**Instructions**
a: In the page text, how long is the complete human lens ALDH1A1 cDNA, in base pairs?
b: List each species and tissue that the page text compares human lens ALDH1A1 cDNA with, and give the similarity percentage for each.

**Page text**
The complete cDNA sequence of human lens ALDH1A1 was generated from the human lens cDNA library by polymerase chain reaction with primers to both ends with a human liver cDNA template. The amplified cDNA was approximately 1.5 kb by gel electrophoresis and the DNA sequence analysis confirmed it to be a 1506-bp-long complete ALDH1A1 cDNA (data not shown). The cDNA sequence was submitted to DNA sequence database (GenBank AY390731). Human lens ALDH1A1 cDNA shows the closest nucleotide similarity with other ALDH1A1 previously cloned from human liver (100%; NM_000689), pongo kidney (98%; CR860845), rabbit cornea (91%; AY038801), cow liver (90%; BC105193), sheep liver (90%; NM_001009778), pig liver (90%; AK232310), rat liver (85%; U79118), and mouse liver (85%; M74570).

**Data for review**

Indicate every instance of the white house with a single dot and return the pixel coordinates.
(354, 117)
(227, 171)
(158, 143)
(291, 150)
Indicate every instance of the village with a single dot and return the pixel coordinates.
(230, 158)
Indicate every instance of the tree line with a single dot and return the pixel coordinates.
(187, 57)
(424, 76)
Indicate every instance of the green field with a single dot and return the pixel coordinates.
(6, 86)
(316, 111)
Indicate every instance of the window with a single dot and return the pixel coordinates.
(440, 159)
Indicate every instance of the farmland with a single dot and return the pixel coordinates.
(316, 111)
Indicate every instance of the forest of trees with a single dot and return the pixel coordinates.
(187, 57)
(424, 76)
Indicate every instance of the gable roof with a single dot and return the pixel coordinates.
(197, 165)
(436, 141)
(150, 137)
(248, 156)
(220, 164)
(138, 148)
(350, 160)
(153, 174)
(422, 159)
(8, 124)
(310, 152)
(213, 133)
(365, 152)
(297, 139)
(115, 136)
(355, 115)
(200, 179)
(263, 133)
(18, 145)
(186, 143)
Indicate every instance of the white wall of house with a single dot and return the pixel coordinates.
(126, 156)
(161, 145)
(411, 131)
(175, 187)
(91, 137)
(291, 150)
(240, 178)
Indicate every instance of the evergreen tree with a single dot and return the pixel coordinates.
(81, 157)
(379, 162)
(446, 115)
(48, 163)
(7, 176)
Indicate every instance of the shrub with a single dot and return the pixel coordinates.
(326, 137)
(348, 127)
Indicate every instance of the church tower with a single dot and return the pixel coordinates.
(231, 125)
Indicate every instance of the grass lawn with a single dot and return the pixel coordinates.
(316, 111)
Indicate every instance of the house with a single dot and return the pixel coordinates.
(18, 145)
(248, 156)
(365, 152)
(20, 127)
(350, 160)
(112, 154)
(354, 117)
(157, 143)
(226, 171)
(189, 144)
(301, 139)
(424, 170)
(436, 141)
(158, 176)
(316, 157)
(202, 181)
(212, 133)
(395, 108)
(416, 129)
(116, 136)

**Set of answers**
a: 1506 bp

b:
- Human liver: 100%
- Pongo kidney: 98%
- Rabbit cornea: 91%
- Cow liver: 90%
- Sheep liver: 90%
- Pig liver: 90%
- Rat liver: 85%
- Mouse liver: 85%